Input material ->
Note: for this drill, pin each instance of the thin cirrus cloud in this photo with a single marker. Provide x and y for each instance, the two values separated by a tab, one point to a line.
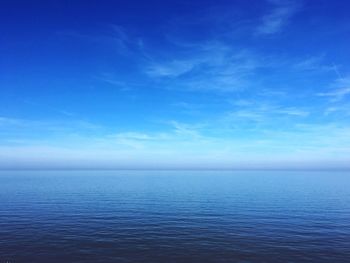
182	89
281	11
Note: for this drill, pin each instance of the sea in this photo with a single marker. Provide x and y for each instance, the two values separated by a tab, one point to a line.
174	216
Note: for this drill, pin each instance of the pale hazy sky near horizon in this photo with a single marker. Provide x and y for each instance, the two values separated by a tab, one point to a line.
204	84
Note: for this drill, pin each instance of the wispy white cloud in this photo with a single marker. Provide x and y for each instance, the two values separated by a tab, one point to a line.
278	16
211	66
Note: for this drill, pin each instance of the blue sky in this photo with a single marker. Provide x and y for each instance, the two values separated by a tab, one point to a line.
174	84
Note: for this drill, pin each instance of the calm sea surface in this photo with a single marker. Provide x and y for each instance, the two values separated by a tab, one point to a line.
177	216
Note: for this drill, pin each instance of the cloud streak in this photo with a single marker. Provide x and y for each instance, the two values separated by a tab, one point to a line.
280	13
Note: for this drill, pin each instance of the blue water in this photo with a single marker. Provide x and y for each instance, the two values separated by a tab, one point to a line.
178	216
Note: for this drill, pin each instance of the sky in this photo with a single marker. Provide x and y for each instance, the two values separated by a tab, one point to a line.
174	84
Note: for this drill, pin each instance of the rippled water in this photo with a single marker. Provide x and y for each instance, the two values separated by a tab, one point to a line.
178	216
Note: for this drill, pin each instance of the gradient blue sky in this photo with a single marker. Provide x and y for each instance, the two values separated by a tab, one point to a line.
174	84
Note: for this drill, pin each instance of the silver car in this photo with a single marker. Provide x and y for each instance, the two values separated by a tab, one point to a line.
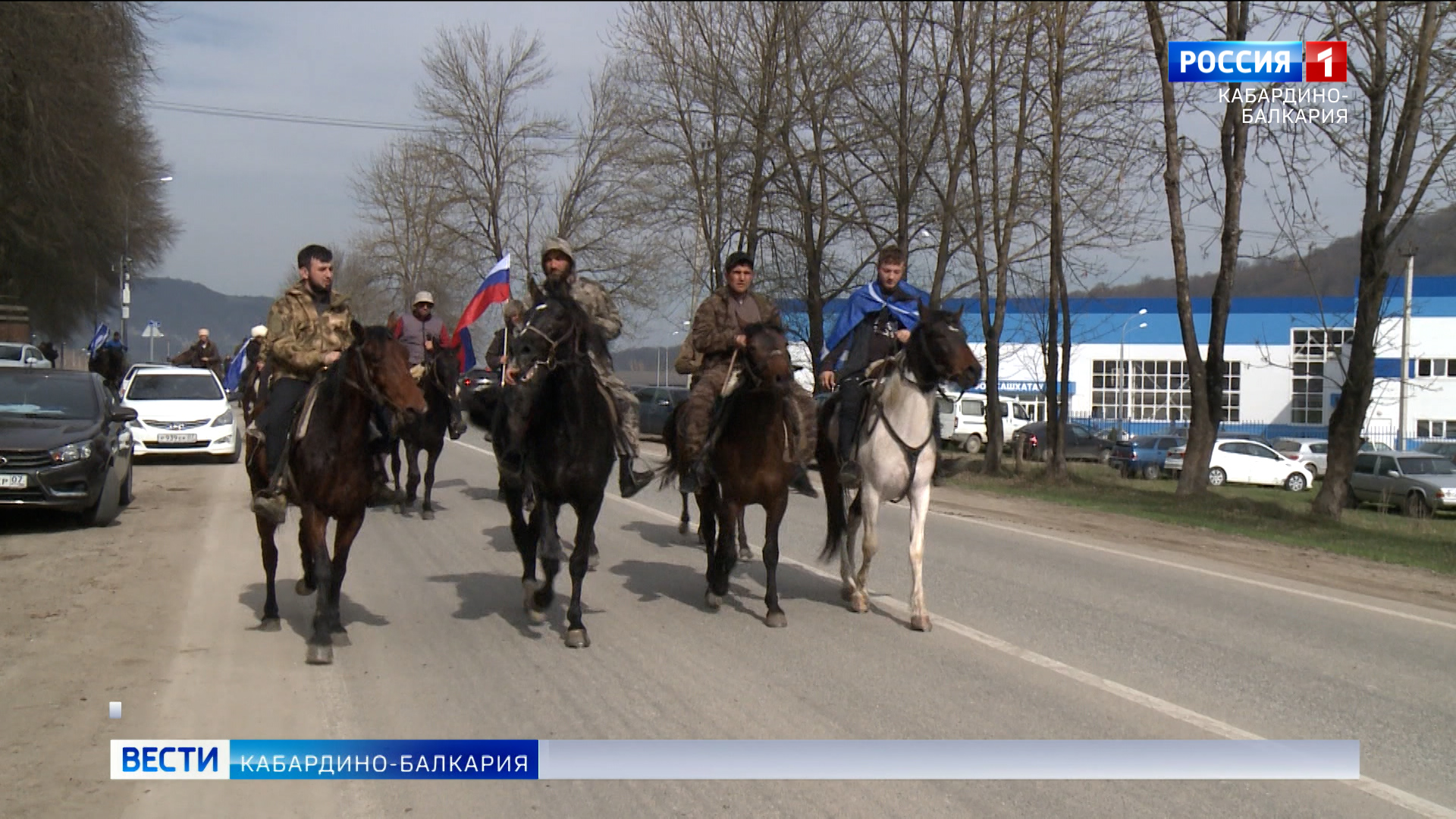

Work instructions ->
Can you reproduce all of the records above word for word, with the pictures left out?

The output ->
Note: for this drill, pin each instance of the thin cirrus cloud in this photo with a single marker. Provide x and y for each instance, the two values separated by a tab, one point to a line.
182	89
281	11
Note: for this drill, pin each instance of the sea in this photo with a single marker. Provide x and y for each instance, the two values separated by a tab, one point to a line.
174	216
Note: for this drill, pin each instance of the pale hazy sky near horizon in this photo with a single marker. Provide x and y for each instance, the two values separated by a tab, one point to a line.
204	84
Note: for this drill, pin each instance of the wispy white cloud in this photo with a single marker. Provide x and y for each instance, the two values separated by a tab, one point to a line.
278	16
211	66
Note: for this drill, pin each instance of the blue sky in this photo with a single marker. Provide x and y for each instance, the two values separated by a tab, one point to a line.
174	84
Note: for this drill, pin each instance of the calm sea surface in this photo with a single marker. Provide x and y for each instance, the two values separated by a tab, one point to a line.
177	216
Note: for this drill, pin each instance of the cloud streak in this photo with a single marker. Provide x and y for each instance, the two values separated by a tab, one point to a line.
280	13
Note: for this drill, pin each instance of the blue water in this photo with a single marker. Provide x and y for each instance, the two values separated by a tab, one point to a line.
178	216
Note: for this drill, pin each instance of the sky in this photo with a single marker. Provide x and y for each instance, the two values separated by a tab, one point to a line.
174	84
Note: for this drill, pin each instance of the rippled water in this photo with a single marker. Provide x and y for each instance, the two values separated by a tab, one point to a line.
178	216
Note: for this drill, pin each instance of the gradient blue sky in this photo with a single marker. Provide x and y for each instance, the two values separated by a tab, one point to a line.
174	84
Note: for this drill, pin each instance of the silver car in this photo with a single marker. Provide x and y for each instance, the two values separated by a tab, one point to a line.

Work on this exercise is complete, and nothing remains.